◆ Your objective ◆
Using the records below, output the stretch that opens with the line containing "Query: blonde woman in burgundy dress" and closes with the line containing "column 16, row 312", exactly and including both lines, with nothing more.

Photo-based referring expression data:
****************

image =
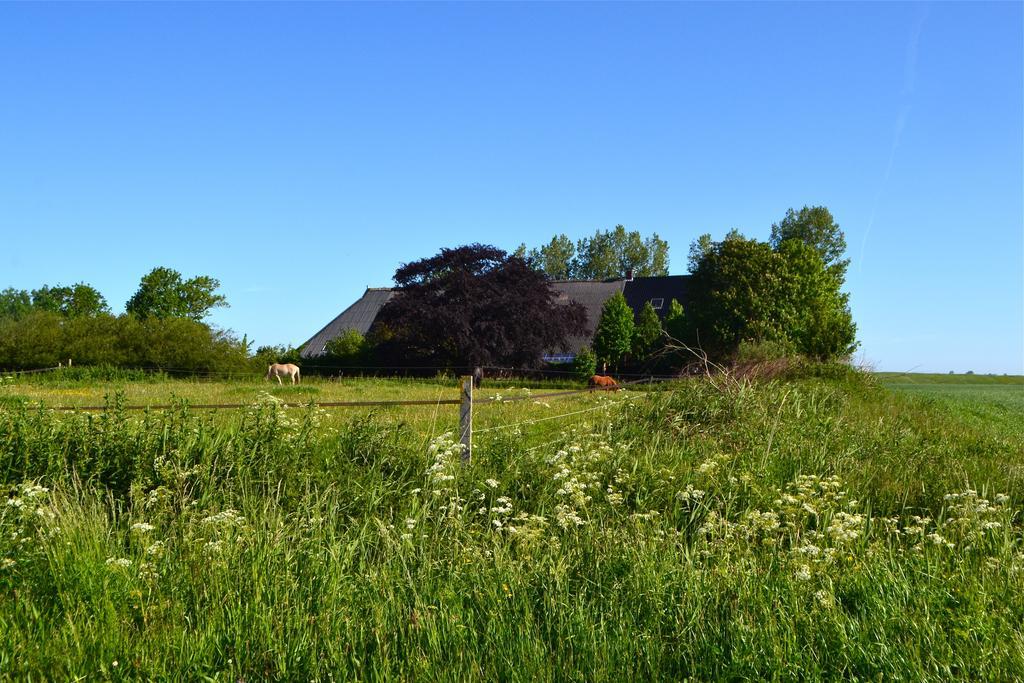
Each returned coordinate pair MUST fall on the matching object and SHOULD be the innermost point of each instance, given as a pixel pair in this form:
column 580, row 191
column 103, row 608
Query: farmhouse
column 591, row 294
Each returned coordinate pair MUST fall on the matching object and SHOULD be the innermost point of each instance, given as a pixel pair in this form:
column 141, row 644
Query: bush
column 43, row 339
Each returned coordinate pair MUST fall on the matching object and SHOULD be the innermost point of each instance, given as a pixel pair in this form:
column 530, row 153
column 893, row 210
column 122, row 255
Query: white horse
column 284, row 369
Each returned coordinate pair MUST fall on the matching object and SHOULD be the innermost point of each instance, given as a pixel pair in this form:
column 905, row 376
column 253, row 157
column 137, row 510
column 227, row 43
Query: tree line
column 162, row 327
column 477, row 304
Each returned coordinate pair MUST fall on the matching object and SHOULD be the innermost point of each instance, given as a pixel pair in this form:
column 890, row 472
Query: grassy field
column 815, row 528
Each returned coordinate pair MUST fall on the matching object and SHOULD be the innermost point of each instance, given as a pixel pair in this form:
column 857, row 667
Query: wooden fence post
column 466, row 419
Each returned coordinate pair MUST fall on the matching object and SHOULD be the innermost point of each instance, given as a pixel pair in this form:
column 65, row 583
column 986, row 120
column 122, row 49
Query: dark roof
column 667, row 288
column 358, row 316
column 591, row 294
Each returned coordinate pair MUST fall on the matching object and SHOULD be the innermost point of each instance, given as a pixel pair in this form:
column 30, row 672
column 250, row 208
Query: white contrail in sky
column 909, row 76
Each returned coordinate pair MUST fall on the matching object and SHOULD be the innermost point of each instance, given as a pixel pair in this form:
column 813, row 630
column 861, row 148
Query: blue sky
column 301, row 152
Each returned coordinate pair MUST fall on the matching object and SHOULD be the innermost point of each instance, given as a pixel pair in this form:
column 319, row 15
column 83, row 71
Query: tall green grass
column 811, row 529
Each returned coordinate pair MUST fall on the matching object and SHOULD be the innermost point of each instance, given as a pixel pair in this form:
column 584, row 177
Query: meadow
column 818, row 527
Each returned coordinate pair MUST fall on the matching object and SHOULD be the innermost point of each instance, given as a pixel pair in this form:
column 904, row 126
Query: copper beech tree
column 473, row 305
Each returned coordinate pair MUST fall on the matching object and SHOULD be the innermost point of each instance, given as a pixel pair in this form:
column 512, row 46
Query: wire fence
column 467, row 402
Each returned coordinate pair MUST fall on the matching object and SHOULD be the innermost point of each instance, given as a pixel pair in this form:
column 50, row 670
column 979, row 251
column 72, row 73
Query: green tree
column 675, row 322
column 613, row 336
column 646, row 332
column 585, row 365
column 78, row 300
column 163, row 293
column 554, row 258
column 14, row 303
column 744, row 290
column 816, row 227
column 617, row 252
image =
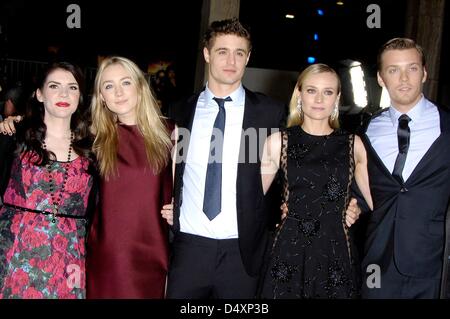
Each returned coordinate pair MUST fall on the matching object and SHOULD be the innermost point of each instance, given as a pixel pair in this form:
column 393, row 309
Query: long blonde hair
column 148, row 119
column 296, row 118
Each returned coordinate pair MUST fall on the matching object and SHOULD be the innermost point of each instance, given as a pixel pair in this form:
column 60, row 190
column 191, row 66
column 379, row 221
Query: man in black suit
column 220, row 216
column 409, row 171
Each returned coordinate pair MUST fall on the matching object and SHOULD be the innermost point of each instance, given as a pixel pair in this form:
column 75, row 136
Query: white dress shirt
column 425, row 129
column 192, row 218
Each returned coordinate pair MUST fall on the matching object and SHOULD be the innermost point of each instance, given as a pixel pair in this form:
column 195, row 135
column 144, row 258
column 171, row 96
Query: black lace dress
column 312, row 254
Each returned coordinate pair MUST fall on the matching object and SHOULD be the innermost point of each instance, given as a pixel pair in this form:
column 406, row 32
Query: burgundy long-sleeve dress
column 127, row 247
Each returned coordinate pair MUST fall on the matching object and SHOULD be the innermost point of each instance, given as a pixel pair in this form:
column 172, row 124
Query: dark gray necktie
column 403, row 134
column 212, row 201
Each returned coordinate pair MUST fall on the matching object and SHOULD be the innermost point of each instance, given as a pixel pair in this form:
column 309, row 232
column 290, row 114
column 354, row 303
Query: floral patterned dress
column 42, row 257
column 313, row 254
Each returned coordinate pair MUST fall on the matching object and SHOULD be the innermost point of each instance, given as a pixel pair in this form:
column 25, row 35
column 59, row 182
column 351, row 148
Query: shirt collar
column 237, row 96
column 414, row 114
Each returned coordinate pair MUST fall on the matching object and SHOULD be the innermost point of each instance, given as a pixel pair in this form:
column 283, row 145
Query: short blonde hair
column 149, row 121
column 294, row 117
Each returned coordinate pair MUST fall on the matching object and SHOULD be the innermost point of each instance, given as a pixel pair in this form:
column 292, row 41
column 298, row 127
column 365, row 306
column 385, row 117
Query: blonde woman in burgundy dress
column 128, row 241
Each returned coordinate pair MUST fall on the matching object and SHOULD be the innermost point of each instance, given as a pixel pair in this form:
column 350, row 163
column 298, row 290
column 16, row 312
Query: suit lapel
column 376, row 159
column 436, row 150
column 184, row 121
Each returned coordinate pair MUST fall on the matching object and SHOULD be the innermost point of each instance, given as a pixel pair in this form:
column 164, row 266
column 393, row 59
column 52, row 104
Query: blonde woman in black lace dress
column 312, row 255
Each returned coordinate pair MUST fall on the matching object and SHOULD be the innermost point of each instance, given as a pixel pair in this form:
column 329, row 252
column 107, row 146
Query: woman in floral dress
column 46, row 181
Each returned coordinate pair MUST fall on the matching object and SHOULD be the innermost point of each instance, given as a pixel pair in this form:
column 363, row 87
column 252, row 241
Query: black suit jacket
column 408, row 220
column 261, row 112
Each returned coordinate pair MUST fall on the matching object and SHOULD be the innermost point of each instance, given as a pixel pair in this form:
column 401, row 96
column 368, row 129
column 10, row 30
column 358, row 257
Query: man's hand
column 7, row 125
column 167, row 213
column 352, row 213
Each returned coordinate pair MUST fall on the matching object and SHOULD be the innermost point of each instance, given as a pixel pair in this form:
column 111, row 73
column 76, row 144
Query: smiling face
column 119, row 92
column 60, row 94
column 403, row 75
column 227, row 60
column 319, row 94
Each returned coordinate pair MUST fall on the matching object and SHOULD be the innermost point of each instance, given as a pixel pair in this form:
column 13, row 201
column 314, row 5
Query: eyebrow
column 124, row 78
column 315, row 87
column 56, row 82
column 227, row 49
column 407, row 64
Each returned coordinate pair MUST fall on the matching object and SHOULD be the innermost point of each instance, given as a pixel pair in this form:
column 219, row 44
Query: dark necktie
column 403, row 134
column 212, row 201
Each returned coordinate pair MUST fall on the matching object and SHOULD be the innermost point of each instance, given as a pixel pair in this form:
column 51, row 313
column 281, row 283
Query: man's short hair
column 223, row 27
column 399, row 44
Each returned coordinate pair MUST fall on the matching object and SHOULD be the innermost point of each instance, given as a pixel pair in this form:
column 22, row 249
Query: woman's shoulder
column 169, row 123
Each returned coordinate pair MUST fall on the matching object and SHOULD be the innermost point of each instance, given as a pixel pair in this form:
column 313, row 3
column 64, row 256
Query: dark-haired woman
column 47, row 174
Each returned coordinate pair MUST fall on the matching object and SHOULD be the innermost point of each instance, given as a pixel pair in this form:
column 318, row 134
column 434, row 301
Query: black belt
column 44, row 212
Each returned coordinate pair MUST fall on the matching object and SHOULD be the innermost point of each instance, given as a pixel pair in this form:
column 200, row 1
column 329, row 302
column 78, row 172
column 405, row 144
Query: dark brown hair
column 32, row 131
column 223, row 27
column 399, row 44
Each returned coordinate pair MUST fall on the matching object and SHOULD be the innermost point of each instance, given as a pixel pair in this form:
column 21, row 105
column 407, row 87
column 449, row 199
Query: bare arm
column 361, row 174
column 270, row 161
column 7, row 125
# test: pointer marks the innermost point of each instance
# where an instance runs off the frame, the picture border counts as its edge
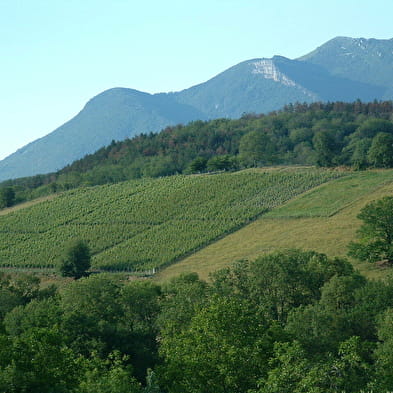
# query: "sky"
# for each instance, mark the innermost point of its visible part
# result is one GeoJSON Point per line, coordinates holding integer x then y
{"type": "Point", "coordinates": [57, 54]}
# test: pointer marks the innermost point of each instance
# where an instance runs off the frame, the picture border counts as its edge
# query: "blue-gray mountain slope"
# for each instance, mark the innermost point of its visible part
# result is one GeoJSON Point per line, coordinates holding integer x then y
{"type": "Point", "coordinates": [343, 69]}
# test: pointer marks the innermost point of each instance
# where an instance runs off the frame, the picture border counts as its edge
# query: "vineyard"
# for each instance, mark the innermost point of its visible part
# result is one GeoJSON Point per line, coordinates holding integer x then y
{"type": "Point", "coordinates": [149, 223]}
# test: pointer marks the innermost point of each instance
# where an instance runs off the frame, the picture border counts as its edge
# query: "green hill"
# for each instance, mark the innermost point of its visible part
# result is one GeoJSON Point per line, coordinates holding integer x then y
{"type": "Point", "coordinates": [343, 69]}
{"type": "Point", "coordinates": [322, 219]}
{"type": "Point", "coordinates": [151, 223]}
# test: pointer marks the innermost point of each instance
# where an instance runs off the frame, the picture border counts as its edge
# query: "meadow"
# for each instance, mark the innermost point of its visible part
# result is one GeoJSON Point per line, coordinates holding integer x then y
{"type": "Point", "coordinates": [321, 219]}
{"type": "Point", "coordinates": [149, 223]}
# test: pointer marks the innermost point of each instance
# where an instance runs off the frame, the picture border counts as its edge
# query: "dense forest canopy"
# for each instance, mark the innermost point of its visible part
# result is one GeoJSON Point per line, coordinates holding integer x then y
{"type": "Point", "coordinates": [356, 134]}
{"type": "Point", "coordinates": [292, 321]}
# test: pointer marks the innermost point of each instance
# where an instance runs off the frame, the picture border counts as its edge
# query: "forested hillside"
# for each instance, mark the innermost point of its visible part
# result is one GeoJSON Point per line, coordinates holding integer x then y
{"type": "Point", "coordinates": [295, 322]}
{"type": "Point", "coordinates": [343, 69]}
{"type": "Point", "coordinates": [358, 135]}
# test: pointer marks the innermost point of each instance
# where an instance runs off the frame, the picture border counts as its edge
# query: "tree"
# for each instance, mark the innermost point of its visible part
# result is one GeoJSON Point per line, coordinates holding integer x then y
{"type": "Point", "coordinates": [381, 151]}
{"type": "Point", "coordinates": [7, 197]}
{"type": "Point", "coordinates": [255, 148]}
{"type": "Point", "coordinates": [376, 233]}
{"type": "Point", "coordinates": [76, 260]}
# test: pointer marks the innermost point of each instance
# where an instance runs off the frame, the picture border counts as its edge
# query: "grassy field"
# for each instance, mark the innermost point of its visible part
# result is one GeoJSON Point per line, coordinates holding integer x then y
{"type": "Point", "coordinates": [322, 219]}
{"type": "Point", "coordinates": [150, 223]}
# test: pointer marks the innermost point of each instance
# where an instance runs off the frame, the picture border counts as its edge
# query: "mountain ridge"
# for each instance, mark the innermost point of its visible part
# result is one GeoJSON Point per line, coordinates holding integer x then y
{"type": "Point", "coordinates": [258, 85]}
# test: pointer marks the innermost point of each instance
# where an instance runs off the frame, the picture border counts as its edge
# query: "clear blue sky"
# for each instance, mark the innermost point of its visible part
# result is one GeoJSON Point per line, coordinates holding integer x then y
{"type": "Point", "coordinates": [57, 54]}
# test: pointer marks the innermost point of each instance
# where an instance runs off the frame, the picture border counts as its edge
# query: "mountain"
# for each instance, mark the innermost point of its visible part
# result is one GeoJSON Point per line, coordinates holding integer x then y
{"type": "Point", "coordinates": [358, 59]}
{"type": "Point", "coordinates": [343, 69]}
{"type": "Point", "coordinates": [115, 114]}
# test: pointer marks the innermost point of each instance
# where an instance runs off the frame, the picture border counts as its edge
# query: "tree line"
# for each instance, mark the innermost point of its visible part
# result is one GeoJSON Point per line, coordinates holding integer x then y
{"type": "Point", "coordinates": [292, 321]}
{"type": "Point", "coordinates": [359, 135]}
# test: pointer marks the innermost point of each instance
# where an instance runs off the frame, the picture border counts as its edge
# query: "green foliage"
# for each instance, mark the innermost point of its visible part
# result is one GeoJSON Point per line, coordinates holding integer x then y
{"type": "Point", "coordinates": [147, 223]}
{"type": "Point", "coordinates": [380, 153]}
{"type": "Point", "coordinates": [256, 148]}
{"type": "Point", "coordinates": [225, 348]}
{"type": "Point", "coordinates": [76, 260]}
{"type": "Point", "coordinates": [326, 134]}
{"type": "Point", "coordinates": [7, 197]}
{"type": "Point", "coordinates": [376, 233]}
{"type": "Point", "coordinates": [111, 375]}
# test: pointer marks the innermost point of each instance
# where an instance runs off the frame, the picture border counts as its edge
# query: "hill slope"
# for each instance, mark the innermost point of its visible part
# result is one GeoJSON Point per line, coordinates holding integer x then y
{"type": "Point", "coordinates": [149, 223]}
{"type": "Point", "coordinates": [342, 69]}
{"type": "Point", "coordinates": [322, 219]}
{"type": "Point", "coordinates": [357, 59]}
{"type": "Point", "coordinates": [115, 114]}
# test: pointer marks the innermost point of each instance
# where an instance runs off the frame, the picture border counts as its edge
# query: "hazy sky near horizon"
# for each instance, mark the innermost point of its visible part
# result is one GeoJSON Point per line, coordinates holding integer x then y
{"type": "Point", "coordinates": [57, 54]}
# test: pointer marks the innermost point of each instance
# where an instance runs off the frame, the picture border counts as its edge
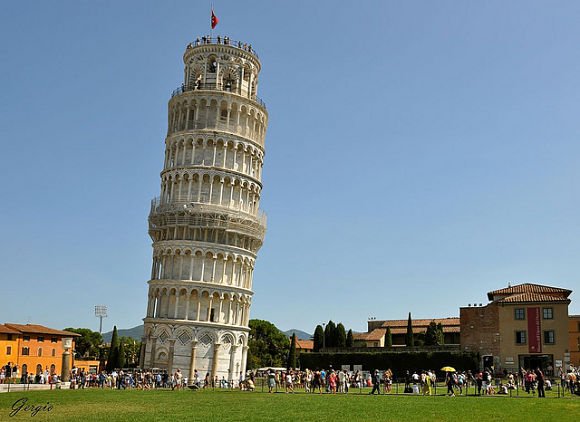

****************

◆ Solution ◆
Query: blonde woman in burgundy dress
column 128, row 241
Each returned coordinate pair MUST fall on the matching object and SHOULD be the innermost point of each instance, given as a pixel pair in this form:
column 350, row 163
column 298, row 290
column 16, row 312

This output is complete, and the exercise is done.